>>

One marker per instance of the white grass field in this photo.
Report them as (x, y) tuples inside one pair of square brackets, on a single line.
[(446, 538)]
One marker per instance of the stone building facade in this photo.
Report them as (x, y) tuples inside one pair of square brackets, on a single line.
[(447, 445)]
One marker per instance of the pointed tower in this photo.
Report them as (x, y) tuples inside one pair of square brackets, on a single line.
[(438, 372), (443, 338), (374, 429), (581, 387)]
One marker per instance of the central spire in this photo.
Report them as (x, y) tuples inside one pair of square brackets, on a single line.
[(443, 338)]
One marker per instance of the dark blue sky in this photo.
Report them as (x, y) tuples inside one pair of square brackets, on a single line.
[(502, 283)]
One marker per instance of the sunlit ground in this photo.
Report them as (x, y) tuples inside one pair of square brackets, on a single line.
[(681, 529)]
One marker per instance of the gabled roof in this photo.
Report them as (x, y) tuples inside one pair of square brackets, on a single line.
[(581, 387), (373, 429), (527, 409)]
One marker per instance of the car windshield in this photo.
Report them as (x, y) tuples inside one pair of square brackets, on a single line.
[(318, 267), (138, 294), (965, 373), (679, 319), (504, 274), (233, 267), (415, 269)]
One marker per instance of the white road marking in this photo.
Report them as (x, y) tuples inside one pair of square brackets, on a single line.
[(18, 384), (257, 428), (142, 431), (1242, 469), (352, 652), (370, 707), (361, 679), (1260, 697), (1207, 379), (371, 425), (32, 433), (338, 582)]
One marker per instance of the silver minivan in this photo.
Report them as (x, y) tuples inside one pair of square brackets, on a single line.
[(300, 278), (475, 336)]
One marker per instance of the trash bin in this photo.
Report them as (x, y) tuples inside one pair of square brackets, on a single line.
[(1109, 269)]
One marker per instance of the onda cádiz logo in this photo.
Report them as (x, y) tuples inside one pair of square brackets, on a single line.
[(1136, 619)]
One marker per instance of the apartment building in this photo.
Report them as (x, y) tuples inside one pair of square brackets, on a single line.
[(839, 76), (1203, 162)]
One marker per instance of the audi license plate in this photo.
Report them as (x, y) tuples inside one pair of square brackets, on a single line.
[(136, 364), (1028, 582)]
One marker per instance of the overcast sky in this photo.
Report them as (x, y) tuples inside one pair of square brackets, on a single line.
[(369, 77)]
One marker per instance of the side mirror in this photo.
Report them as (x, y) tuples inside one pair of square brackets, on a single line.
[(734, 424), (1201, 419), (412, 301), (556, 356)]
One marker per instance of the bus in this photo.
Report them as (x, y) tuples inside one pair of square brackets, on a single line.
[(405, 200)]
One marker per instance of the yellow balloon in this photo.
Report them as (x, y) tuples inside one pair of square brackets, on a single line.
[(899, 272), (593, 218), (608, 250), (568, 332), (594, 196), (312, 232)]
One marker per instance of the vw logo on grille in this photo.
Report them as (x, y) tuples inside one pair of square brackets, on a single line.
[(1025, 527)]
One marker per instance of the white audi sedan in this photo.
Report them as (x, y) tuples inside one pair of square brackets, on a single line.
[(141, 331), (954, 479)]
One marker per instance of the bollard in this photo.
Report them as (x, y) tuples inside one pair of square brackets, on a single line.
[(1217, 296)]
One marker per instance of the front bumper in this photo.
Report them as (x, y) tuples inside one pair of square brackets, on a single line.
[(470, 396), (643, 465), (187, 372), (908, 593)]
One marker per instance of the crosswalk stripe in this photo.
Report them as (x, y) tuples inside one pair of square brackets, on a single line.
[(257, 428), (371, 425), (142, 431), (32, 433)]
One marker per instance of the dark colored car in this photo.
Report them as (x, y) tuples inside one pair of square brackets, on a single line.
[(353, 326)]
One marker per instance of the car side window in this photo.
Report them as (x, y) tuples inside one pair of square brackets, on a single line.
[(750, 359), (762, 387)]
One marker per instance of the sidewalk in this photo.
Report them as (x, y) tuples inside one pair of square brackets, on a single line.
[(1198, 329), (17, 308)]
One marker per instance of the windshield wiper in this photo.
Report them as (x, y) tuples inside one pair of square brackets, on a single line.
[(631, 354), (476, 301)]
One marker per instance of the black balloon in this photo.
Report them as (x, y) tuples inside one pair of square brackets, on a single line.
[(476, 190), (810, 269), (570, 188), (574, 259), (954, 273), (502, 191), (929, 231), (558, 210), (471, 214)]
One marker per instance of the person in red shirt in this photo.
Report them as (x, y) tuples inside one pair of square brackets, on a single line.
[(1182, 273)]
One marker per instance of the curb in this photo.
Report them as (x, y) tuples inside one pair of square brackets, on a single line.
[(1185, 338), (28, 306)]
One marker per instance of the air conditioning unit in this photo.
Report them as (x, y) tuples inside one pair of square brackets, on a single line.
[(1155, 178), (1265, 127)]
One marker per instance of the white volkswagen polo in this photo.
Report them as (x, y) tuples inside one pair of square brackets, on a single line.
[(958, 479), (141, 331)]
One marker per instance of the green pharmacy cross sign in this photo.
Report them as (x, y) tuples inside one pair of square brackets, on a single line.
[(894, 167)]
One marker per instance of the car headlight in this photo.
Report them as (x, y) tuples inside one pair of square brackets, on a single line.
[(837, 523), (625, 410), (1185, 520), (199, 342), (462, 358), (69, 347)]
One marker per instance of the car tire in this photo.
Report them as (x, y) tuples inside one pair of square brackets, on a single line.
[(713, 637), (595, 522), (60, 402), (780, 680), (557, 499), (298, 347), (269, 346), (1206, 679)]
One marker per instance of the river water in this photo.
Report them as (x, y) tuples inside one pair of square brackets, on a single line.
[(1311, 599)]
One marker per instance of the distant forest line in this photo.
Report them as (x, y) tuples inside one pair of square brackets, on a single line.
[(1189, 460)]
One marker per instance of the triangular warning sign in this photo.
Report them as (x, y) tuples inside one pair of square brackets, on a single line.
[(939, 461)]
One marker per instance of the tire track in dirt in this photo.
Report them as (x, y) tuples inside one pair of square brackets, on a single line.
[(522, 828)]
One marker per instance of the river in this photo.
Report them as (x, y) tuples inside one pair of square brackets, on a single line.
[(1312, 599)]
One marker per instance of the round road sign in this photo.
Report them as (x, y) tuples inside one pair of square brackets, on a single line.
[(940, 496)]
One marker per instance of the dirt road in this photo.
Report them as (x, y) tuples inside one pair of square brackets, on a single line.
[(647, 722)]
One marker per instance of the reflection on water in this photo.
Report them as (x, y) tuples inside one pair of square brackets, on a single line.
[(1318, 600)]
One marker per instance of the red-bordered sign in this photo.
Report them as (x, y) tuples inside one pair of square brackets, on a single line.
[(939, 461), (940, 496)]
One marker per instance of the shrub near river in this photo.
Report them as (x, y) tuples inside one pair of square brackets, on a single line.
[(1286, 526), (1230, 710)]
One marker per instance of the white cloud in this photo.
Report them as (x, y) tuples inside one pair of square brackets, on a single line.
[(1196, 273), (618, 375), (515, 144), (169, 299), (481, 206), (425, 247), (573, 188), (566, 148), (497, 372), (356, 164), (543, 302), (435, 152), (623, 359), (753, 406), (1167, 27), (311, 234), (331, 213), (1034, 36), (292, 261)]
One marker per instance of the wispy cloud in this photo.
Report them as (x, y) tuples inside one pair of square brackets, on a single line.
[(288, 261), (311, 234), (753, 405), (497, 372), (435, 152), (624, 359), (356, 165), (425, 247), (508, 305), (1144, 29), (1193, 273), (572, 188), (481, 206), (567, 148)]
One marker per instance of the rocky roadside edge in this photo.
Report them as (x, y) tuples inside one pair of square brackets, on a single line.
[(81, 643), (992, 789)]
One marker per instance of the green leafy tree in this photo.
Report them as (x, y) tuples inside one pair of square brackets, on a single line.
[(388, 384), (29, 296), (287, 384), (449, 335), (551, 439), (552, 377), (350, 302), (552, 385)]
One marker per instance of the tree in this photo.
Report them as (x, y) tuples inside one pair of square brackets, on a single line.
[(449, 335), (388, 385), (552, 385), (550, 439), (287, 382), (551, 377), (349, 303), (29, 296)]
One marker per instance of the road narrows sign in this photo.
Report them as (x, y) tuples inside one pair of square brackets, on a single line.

<<

§ **What is being asked**: Where does the string "tree" occur in the data above? Copy every line that holds it.

§ **Response to the exercise**:
One marker per instance of the green leafy tree in this photo.
One marker per instance of the tree in this photo.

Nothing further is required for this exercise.